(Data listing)
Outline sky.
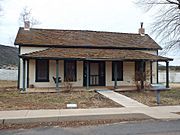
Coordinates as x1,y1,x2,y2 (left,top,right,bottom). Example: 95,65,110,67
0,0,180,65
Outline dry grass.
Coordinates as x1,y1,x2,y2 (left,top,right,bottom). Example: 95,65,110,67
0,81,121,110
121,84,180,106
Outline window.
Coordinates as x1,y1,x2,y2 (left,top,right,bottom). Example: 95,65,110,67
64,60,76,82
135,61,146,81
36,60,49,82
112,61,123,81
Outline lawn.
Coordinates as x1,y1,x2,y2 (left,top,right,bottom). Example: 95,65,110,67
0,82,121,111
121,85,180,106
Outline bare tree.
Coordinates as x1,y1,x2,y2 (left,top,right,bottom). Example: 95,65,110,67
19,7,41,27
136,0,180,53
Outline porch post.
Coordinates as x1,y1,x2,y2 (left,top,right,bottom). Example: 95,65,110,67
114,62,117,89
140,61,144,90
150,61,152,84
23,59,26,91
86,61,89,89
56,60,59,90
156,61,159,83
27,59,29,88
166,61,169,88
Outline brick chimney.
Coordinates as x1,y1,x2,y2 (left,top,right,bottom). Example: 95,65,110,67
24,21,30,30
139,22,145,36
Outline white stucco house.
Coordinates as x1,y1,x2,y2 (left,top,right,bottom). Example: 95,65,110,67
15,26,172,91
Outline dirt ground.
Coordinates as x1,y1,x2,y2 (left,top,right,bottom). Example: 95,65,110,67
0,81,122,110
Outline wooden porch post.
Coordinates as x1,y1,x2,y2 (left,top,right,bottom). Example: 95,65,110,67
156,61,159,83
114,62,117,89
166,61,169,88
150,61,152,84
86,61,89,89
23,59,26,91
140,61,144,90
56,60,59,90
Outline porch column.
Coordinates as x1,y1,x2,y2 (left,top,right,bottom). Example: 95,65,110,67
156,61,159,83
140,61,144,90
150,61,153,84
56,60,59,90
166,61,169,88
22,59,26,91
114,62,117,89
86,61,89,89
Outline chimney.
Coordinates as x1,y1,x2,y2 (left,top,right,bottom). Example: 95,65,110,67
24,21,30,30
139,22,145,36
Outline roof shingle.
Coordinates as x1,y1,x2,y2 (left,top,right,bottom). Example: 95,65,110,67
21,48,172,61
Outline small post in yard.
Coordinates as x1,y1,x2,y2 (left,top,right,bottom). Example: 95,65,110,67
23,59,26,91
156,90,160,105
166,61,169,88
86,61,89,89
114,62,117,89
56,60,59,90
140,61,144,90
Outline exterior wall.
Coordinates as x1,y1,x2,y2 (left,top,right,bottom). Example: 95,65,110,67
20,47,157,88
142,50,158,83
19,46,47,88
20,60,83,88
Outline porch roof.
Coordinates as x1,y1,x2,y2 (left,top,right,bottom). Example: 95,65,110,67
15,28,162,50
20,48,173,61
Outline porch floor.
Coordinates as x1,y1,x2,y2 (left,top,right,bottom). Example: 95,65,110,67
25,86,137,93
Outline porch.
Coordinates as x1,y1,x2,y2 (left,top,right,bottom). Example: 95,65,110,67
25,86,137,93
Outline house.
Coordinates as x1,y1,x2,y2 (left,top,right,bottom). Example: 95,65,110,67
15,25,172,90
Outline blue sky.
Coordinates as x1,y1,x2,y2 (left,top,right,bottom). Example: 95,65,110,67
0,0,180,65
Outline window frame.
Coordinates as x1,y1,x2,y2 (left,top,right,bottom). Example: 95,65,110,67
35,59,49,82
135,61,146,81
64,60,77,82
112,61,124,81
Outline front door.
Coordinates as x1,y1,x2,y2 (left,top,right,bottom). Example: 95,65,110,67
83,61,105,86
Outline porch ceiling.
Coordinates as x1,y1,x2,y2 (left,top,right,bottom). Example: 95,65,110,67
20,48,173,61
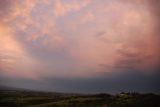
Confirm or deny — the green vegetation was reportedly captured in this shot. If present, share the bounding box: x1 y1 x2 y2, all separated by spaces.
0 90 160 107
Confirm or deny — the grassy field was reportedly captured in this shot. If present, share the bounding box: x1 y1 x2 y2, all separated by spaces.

(Goal of the exercise) Rewrite every line above, from the one containing "Outline front door." down to the end of the listing, as a JSON list of strings with one string per line and blank lines skipped. Leave the pictures out.

(Output)
[
  "Outline front door.",
  "Coordinates as x1,y1,x2,y2 (left,top,right,bottom). Example: 95,65,110,67",
  "83,61,105,86",
  "Outline porch ceiling.",
  "Coordinates as x1,y1,x2,y2 (left,top,right,bottom). Example: 95,65,110,67",
  "20,48,173,61",
  "Confirm or deny — the green vegetation was reportedly captured in this shot. If present, share the bounding box: x1 y1 x2 y2, all separated by spaces.",
  "0 90 160 107",
  "Confirm or deny — the grassy field was reportedly captured in this shot. If present, share the bounding box: x1 y1 x2 y2, all separated by spaces."
]